◆ SET EXERCISE ◆
Reproduce the lines between the one holding "For every instance" and the one holding "467), (708, 475)]", inclusive, and leave the pictures out of your answer.

◆ DATA LISTING ◆
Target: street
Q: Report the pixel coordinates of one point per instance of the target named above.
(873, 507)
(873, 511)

---

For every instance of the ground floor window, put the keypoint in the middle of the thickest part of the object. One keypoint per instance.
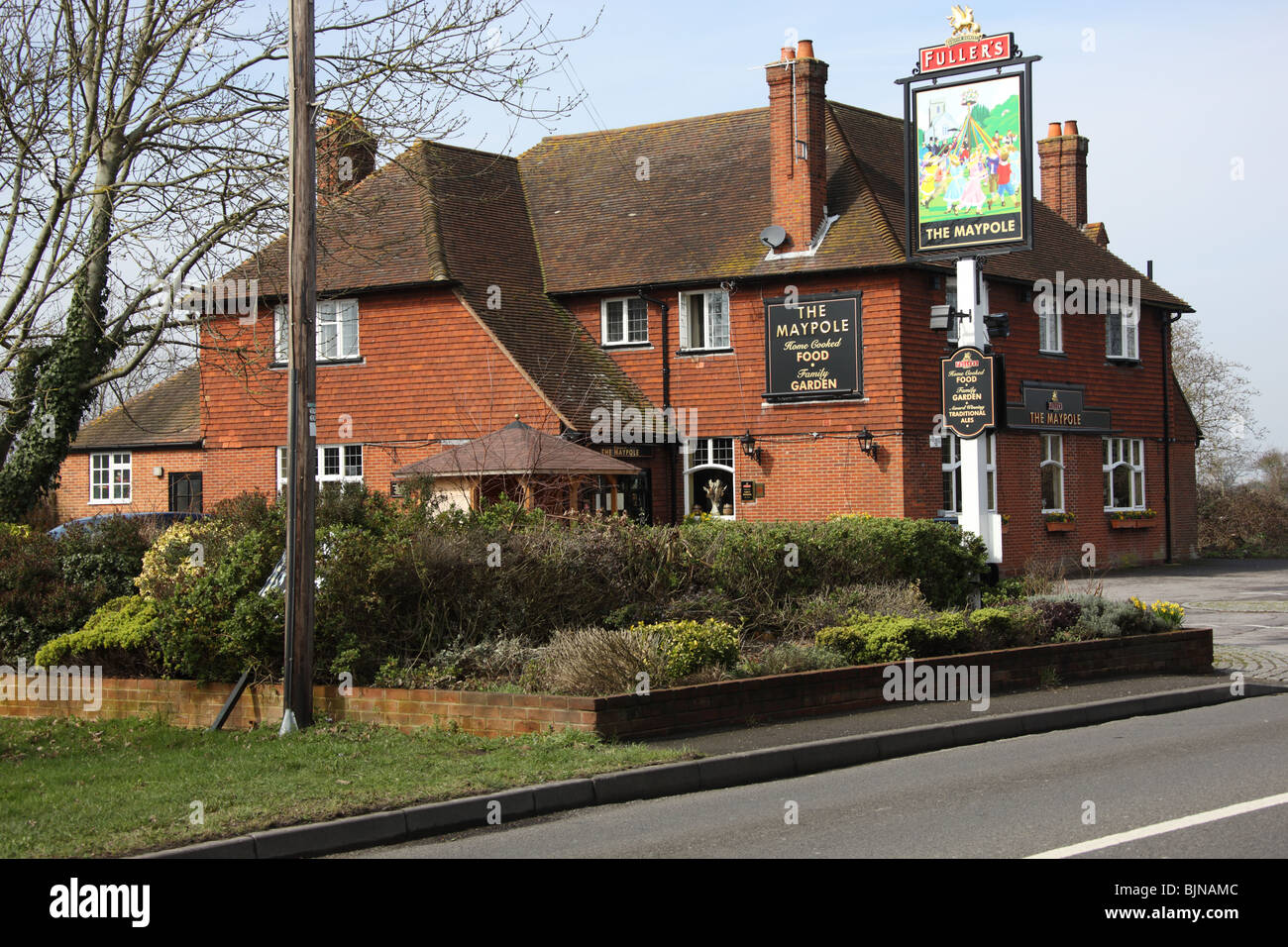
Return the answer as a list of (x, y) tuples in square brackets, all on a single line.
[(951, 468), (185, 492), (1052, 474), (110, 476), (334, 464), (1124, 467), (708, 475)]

◆ RESPONSE TO THIS TASK ◆
For every instance of the ground floor window, put the keypoint in the middle of the thickest part of the object. One keypoint per instance.
Return the answer as a list of (x, y) tuples in square brackets, all on a single line.
[(951, 468), (185, 492), (1052, 474), (110, 476), (334, 464), (1124, 467), (708, 475)]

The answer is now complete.